___ Text block ___

In [1]:
# Reading Dataset
import numpy as np
import pandas as pd

# Visualization
import plotly.express as px
from plotly.offline import init_notebook_mode, iplot
init_notebook_mode(connected=True)

from datetime import datetime

# Reading Dataset

In [2]:
# Start spark session
from pyspark.sql import SparkSession

spark = SparkSession.builder.config("spark.driver.memory", "10g").getOrCreate()

24/08/15 16:35:53 WARN Utils: Your hostname, ubuntu20 resolves to a loopback address: 127.0.1.1; using 192.168.0.234 instead (on interface wlp0s20f3)
24/08/15 16:35:53 WARN Utils: Set SPARK_LOCAL_IP if you need to bind to another address
Setting default log level to "WARN".
To adjust logging level use sc.setLogLevel(newLevel). For SparkR, use setLogLevel(newLevel).

___ Record excerpts ___

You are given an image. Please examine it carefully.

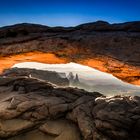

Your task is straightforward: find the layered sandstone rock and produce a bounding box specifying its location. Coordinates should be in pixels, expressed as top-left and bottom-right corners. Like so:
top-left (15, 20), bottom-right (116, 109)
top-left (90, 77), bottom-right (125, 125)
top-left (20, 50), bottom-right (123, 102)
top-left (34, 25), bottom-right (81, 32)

top-left (0, 77), bottom-right (140, 140)
top-left (0, 21), bottom-right (140, 85)
top-left (1, 68), bottom-right (69, 86)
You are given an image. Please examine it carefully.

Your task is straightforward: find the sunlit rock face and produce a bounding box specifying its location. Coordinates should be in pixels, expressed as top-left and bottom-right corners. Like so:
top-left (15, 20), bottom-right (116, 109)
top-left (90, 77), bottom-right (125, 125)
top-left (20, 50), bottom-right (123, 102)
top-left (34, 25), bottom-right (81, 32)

top-left (0, 21), bottom-right (140, 85)
top-left (0, 77), bottom-right (140, 140)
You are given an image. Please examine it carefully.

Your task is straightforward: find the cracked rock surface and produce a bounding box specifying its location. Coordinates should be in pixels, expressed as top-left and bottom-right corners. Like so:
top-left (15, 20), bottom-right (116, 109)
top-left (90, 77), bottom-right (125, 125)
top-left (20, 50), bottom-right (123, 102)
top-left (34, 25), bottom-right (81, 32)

top-left (0, 77), bottom-right (140, 140)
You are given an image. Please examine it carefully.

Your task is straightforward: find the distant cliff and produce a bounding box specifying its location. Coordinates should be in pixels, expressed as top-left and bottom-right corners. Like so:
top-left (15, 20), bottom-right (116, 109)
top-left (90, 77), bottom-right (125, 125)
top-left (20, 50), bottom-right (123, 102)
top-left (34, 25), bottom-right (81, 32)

top-left (2, 68), bottom-right (69, 86)
top-left (0, 21), bottom-right (140, 85)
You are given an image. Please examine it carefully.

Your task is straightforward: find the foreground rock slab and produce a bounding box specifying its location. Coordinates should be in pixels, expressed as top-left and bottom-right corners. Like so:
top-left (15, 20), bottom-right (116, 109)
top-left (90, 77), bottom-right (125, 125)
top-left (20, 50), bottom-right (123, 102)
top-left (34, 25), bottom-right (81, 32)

top-left (0, 77), bottom-right (140, 140)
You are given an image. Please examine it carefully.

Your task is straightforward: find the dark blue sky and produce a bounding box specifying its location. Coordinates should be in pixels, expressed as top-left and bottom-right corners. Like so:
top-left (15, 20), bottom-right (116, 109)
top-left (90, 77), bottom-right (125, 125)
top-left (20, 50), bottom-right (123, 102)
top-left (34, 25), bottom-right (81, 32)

top-left (0, 0), bottom-right (140, 26)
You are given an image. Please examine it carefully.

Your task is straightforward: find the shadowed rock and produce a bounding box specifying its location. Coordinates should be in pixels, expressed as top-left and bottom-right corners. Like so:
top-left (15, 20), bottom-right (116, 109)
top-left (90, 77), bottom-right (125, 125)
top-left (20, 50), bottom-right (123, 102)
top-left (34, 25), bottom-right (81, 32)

top-left (0, 77), bottom-right (140, 140)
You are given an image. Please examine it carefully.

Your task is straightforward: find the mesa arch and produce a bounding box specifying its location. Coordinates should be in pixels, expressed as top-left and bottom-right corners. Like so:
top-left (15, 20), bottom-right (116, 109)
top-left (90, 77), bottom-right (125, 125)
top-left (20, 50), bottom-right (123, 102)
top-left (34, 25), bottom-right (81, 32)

top-left (0, 22), bottom-right (140, 85)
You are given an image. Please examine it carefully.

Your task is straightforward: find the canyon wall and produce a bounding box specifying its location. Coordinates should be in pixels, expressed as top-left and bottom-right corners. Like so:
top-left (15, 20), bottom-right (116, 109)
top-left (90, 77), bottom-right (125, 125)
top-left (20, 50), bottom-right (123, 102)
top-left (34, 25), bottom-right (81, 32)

top-left (0, 21), bottom-right (140, 85)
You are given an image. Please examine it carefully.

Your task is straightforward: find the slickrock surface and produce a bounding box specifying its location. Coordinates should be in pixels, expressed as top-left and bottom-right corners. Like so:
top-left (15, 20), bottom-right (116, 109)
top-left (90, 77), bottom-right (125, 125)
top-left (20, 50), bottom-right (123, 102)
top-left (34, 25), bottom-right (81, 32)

top-left (1, 68), bottom-right (69, 86)
top-left (0, 21), bottom-right (140, 85)
top-left (0, 77), bottom-right (140, 140)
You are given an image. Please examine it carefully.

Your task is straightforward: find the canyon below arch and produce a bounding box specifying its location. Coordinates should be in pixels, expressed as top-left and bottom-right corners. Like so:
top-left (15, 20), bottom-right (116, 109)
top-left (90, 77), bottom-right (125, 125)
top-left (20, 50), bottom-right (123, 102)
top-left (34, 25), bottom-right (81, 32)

top-left (0, 21), bottom-right (140, 140)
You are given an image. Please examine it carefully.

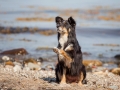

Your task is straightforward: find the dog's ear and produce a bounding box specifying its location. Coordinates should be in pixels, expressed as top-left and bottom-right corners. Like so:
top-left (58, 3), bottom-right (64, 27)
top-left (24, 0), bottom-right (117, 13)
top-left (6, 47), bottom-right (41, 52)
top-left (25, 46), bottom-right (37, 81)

top-left (55, 16), bottom-right (63, 24)
top-left (68, 17), bottom-right (76, 27)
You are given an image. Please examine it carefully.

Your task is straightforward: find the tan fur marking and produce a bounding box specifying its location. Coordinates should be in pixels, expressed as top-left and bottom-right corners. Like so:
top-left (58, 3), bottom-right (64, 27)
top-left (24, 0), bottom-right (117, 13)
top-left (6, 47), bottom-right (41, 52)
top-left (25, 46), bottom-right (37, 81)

top-left (5, 61), bottom-right (14, 66)
top-left (57, 72), bottom-right (61, 80)
top-left (65, 44), bottom-right (73, 51)
top-left (24, 58), bottom-right (37, 64)
top-left (60, 49), bottom-right (72, 62)
top-left (60, 69), bottom-right (66, 84)
top-left (78, 72), bottom-right (84, 86)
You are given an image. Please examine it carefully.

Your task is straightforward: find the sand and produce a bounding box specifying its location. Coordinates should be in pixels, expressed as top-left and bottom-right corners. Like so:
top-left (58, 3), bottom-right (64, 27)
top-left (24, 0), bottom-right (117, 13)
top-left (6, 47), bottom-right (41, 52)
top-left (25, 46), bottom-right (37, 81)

top-left (0, 65), bottom-right (120, 90)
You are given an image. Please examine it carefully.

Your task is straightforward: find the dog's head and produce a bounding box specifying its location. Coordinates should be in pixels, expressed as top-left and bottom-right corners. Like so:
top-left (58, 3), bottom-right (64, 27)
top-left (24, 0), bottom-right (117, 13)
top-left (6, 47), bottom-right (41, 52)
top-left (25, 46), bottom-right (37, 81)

top-left (55, 16), bottom-right (76, 34)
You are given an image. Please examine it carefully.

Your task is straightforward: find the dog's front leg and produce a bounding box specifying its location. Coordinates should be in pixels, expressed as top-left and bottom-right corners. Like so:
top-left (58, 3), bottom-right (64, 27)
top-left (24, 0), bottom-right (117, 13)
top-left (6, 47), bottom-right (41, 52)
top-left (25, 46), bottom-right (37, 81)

top-left (65, 44), bottom-right (73, 51)
top-left (78, 72), bottom-right (84, 86)
top-left (60, 68), bottom-right (66, 84)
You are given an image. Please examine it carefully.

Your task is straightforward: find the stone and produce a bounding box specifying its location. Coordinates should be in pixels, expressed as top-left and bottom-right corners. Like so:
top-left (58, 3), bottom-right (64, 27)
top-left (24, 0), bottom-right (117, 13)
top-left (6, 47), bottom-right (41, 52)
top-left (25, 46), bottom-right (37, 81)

top-left (109, 85), bottom-right (118, 90)
top-left (2, 56), bottom-right (10, 61)
top-left (110, 68), bottom-right (120, 75)
top-left (83, 60), bottom-right (103, 67)
top-left (0, 48), bottom-right (28, 55)
top-left (114, 54), bottom-right (120, 60)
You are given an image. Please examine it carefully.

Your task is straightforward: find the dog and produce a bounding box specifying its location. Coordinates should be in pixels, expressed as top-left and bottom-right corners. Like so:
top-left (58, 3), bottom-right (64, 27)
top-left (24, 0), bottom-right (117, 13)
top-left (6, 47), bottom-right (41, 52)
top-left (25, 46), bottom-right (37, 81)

top-left (53, 16), bottom-right (86, 85)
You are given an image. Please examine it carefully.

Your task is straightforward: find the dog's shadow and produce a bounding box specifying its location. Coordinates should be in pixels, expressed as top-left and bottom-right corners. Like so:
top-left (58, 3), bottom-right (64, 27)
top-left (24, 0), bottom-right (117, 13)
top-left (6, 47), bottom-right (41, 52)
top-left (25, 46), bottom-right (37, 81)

top-left (41, 77), bottom-right (56, 83)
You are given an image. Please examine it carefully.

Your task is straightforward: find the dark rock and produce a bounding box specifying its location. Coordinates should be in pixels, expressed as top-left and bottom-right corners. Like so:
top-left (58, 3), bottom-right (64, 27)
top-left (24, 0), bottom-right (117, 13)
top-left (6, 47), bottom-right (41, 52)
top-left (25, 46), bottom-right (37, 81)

top-left (82, 52), bottom-right (91, 56)
top-left (0, 48), bottom-right (28, 55)
top-left (114, 54), bottom-right (120, 60)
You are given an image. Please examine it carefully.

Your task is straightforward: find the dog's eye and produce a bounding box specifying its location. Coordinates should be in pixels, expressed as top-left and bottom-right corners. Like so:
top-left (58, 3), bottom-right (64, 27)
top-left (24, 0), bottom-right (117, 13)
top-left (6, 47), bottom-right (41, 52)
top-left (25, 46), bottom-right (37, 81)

top-left (57, 24), bottom-right (60, 28)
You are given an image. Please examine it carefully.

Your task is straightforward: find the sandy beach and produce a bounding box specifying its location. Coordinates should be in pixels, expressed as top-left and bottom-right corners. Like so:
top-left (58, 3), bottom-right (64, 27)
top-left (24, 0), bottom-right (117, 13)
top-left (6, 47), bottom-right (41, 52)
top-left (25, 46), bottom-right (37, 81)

top-left (0, 0), bottom-right (120, 90)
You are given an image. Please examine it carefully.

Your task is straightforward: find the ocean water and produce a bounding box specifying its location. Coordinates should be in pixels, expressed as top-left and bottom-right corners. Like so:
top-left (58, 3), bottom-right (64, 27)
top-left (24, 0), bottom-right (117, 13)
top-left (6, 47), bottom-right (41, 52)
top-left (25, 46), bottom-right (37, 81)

top-left (0, 0), bottom-right (120, 28)
top-left (0, 0), bottom-right (120, 61)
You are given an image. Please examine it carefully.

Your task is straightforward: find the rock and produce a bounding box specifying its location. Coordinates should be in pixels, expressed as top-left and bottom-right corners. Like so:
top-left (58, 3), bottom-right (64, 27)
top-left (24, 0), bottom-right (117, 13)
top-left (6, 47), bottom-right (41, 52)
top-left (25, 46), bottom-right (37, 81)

top-left (114, 54), bottom-right (120, 60)
top-left (2, 56), bottom-right (10, 61)
top-left (45, 65), bottom-right (54, 71)
top-left (24, 58), bottom-right (41, 70)
top-left (27, 62), bottom-right (41, 70)
top-left (82, 52), bottom-right (91, 56)
top-left (109, 86), bottom-right (118, 90)
top-left (13, 65), bottom-right (22, 72)
top-left (110, 68), bottom-right (120, 75)
top-left (23, 58), bottom-right (37, 65)
top-left (83, 60), bottom-right (103, 67)
top-left (4, 60), bottom-right (14, 66)
top-left (0, 48), bottom-right (28, 55)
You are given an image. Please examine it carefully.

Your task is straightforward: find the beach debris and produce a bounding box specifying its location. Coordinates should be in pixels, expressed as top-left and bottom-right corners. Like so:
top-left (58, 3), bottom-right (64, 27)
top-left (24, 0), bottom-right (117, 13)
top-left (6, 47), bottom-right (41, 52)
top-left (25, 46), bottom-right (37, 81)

top-left (114, 54), bottom-right (120, 60)
top-left (110, 68), bottom-right (120, 75)
top-left (93, 44), bottom-right (120, 47)
top-left (13, 65), bottom-right (22, 72)
top-left (83, 60), bottom-right (103, 67)
top-left (82, 52), bottom-right (91, 56)
top-left (108, 85), bottom-right (119, 90)
top-left (4, 60), bottom-right (14, 67)
top-left (45, 65), bottom-right (54, 71)
top-left (2, 56), bottom-right (10, 61)
top-left (0, 48), bottom-right (28, 55)
top-left (23, 58), bottom-right (41, 70)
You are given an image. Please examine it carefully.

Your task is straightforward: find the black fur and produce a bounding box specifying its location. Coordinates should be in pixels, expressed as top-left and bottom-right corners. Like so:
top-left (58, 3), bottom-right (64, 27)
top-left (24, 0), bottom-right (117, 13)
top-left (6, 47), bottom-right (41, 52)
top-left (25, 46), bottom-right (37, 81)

top-left (55, 17), bottom-right (86, 83)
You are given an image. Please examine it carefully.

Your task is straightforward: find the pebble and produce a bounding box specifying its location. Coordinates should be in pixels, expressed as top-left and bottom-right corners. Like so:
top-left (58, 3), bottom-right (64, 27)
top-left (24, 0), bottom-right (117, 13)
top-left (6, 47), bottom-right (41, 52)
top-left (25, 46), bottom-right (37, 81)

top-left (2, 56), bottom-right (10, 61)
top-left (109, 86), bottom-right (118, 90)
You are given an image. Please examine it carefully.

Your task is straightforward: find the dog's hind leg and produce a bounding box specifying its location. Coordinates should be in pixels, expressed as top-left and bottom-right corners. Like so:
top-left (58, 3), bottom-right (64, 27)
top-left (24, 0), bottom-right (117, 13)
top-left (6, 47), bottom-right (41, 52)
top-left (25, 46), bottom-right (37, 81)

top-left (78, 72), bottom-right (84, 86)
top-left (65, 44), bottom-right (74, 51)
top-left (60, 68), bottom-right (66, 84)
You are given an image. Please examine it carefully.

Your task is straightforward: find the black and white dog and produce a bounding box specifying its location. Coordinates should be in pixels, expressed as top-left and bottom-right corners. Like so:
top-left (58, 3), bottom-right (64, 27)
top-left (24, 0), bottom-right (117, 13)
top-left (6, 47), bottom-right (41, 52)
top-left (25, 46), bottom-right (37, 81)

top-left (53, 16), bottom-right (86, 85)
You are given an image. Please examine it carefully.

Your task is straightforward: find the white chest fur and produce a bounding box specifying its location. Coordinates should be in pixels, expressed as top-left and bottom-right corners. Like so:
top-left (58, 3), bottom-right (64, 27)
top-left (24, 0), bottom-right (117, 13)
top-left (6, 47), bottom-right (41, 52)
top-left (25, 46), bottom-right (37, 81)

top-left (59, 34), bottom-right (68, 49)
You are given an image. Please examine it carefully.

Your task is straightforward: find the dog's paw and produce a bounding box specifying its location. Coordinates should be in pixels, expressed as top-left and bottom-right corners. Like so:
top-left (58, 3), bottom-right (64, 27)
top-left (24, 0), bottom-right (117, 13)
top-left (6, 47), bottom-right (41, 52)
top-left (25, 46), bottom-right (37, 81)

top-left (60, 83), bottom-right (71, 87)
top-left (53, 47), bottom-right (59, 53)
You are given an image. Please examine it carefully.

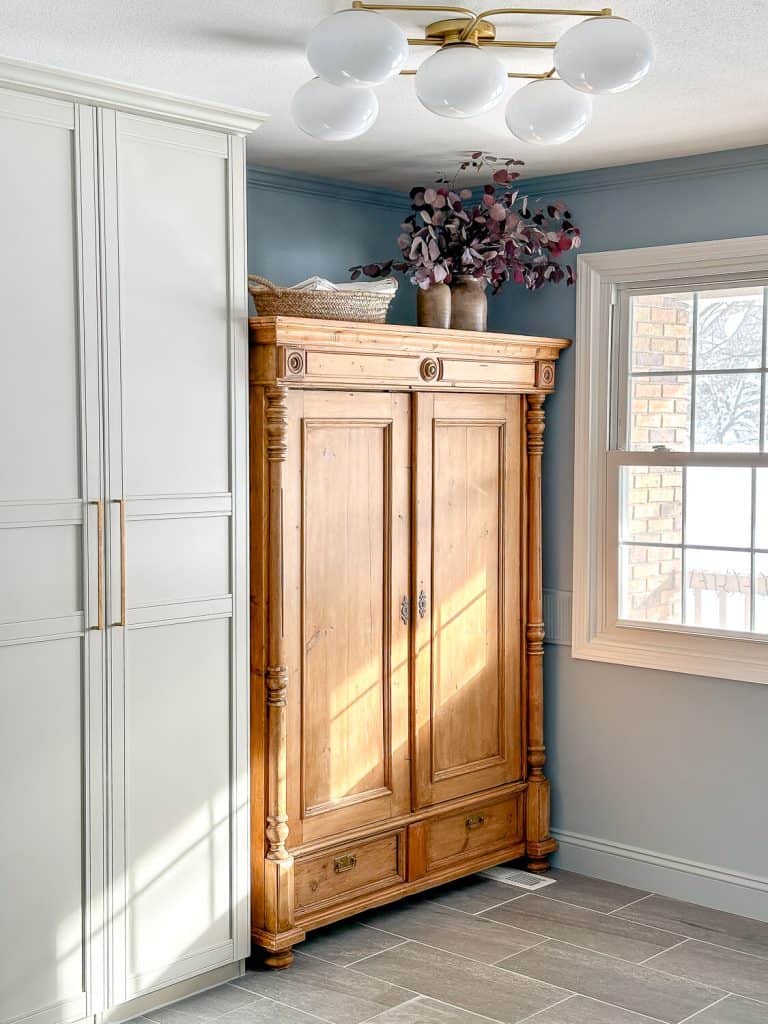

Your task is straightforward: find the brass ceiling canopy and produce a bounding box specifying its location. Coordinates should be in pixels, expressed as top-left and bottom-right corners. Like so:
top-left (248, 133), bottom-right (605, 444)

top-left (352, 0), bottom-right (613, 72)
top-left (291, 0), bottom-right (654, 145)
top-left (424, 17), bottom-right (496, 46)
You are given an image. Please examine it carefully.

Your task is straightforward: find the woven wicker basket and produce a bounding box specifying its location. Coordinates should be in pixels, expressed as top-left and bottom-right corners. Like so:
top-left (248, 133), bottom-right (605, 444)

top-left (248, 274), bottom-right (394, 324)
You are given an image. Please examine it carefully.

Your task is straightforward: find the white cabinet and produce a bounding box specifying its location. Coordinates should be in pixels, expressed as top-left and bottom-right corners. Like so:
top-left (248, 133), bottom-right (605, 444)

top-left (0, 66), bottom-right (260, 1024)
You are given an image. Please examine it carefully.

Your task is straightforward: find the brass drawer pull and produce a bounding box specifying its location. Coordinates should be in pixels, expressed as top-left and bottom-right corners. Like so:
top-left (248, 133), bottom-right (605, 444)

top-left (334, 853), bottom-right (357, 874)
top-left (88, 501), bottom-right (104, 630)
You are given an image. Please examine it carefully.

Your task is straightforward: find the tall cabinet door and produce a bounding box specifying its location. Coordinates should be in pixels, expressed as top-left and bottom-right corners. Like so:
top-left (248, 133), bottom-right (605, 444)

top-left (99, 111), bottom-right (250, 1002)
top-left (0, 90), bottom-right (104, 1024)
top-left (414, 394), bottom-right (523, 807)
top-left (284, 391), bottom-right (410, 846)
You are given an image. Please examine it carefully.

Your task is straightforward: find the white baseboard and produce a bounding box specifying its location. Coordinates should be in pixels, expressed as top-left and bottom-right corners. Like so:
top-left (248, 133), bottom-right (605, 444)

top-left (94, 961), bottom-right (245, 1024)
top-left (552, 828), bottom-right (768, 922)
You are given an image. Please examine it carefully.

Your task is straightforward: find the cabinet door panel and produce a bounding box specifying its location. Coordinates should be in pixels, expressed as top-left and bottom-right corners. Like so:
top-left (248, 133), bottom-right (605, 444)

top-left (125, 620), bottom-right (232, 996)
top-left (99, 111), bottom-right (249, 1002)
top-left (0, 637), bottom-right (86, 1021)
top-left (286, 393), bottom-right (409, 844)
top-left (0, 89), bottom-right (105, 1024)
top-left (415, 394), bottom-right (522, 807)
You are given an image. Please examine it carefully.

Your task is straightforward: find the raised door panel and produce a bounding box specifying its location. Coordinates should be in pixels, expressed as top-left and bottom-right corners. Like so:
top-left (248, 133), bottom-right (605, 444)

top-left (285, 393), bottom-right (410, 845)
top-left (414, 394), bottom-right (522, 807)
top-left (0, 90), bottom-right (105, 1024)
top-left (99, 111), bottom-right (249, 1002)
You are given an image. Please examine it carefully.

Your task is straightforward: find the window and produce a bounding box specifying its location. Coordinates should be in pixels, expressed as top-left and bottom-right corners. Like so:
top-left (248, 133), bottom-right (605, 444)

top-left (573, 238), bottom-right (768, 682)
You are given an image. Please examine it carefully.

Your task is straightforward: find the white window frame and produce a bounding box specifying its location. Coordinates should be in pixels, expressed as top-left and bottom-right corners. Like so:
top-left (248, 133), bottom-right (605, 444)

top-left (572, 236), bottom-right (768, 683)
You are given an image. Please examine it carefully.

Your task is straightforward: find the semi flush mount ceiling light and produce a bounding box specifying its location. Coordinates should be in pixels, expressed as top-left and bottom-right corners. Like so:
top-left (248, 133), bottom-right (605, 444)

top-left (292, 0), bottom-right (654, 145)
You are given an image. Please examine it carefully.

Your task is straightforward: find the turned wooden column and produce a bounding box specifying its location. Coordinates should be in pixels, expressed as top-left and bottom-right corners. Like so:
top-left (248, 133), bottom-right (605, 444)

top-left (264, 385), bottom-right (294, 968)
top-left (525, 394), bottom-right (557, 871)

___

**Description of the task:** Translate this sentence from the Spark notebook into Spanish: "To adjust logging level use sc.setLogLevel(newLevel)."

**The answer:** Para ajustar el nivel de registro, use sc.setLogLevel(newLevel).